Update the items from the line containing "Where does a point fall on the advertisement" through the end of the items, replacing "banner" with "poster" and leaving everything else unchanged.

Excerpt from a dataset
■ ■ ■ ■

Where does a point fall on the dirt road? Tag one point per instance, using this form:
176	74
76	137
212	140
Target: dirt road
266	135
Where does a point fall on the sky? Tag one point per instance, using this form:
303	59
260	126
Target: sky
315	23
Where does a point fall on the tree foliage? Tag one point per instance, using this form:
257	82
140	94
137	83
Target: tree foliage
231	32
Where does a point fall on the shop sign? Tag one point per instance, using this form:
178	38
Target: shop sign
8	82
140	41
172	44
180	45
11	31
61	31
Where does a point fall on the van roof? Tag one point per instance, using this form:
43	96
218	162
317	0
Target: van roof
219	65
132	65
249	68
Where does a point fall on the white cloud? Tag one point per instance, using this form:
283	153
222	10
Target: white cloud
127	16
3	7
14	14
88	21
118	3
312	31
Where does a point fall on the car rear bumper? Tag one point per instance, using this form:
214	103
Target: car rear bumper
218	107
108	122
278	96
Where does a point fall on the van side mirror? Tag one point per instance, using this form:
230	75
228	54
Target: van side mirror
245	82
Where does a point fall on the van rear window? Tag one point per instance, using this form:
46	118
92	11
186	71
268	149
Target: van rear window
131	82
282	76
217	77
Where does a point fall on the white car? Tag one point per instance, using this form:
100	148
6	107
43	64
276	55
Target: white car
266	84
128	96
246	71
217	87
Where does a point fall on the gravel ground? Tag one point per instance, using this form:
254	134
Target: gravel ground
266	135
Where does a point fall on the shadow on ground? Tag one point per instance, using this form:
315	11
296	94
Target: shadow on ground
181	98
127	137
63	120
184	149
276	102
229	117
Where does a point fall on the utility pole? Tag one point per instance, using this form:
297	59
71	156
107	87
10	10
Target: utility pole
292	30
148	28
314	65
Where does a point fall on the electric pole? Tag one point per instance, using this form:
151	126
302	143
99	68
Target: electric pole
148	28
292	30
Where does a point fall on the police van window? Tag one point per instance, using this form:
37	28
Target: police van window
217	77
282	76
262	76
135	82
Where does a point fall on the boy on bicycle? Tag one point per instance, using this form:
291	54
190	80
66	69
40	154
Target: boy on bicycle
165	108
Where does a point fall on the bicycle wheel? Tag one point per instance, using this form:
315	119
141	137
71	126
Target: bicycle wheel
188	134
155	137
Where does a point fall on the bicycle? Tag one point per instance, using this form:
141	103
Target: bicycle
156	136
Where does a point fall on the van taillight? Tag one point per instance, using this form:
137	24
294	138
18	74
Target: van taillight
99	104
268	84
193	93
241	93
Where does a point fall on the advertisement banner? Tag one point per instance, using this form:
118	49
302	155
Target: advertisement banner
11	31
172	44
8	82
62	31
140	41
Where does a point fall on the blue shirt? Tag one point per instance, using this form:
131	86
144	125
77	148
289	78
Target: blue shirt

■ ■ ■ ■

Exercise solution:
Where does a point fall on the advertisement poster? Tag one point per instance, using this form:
118	49
302	155
Target: advertisement poster
11	31
172	44
8	82
62	31
140	41
Where does a point fall on the blue shirt? Tag one point per instance, using this form:
131	86
144	125
77	148
289	78
Target: blue shirt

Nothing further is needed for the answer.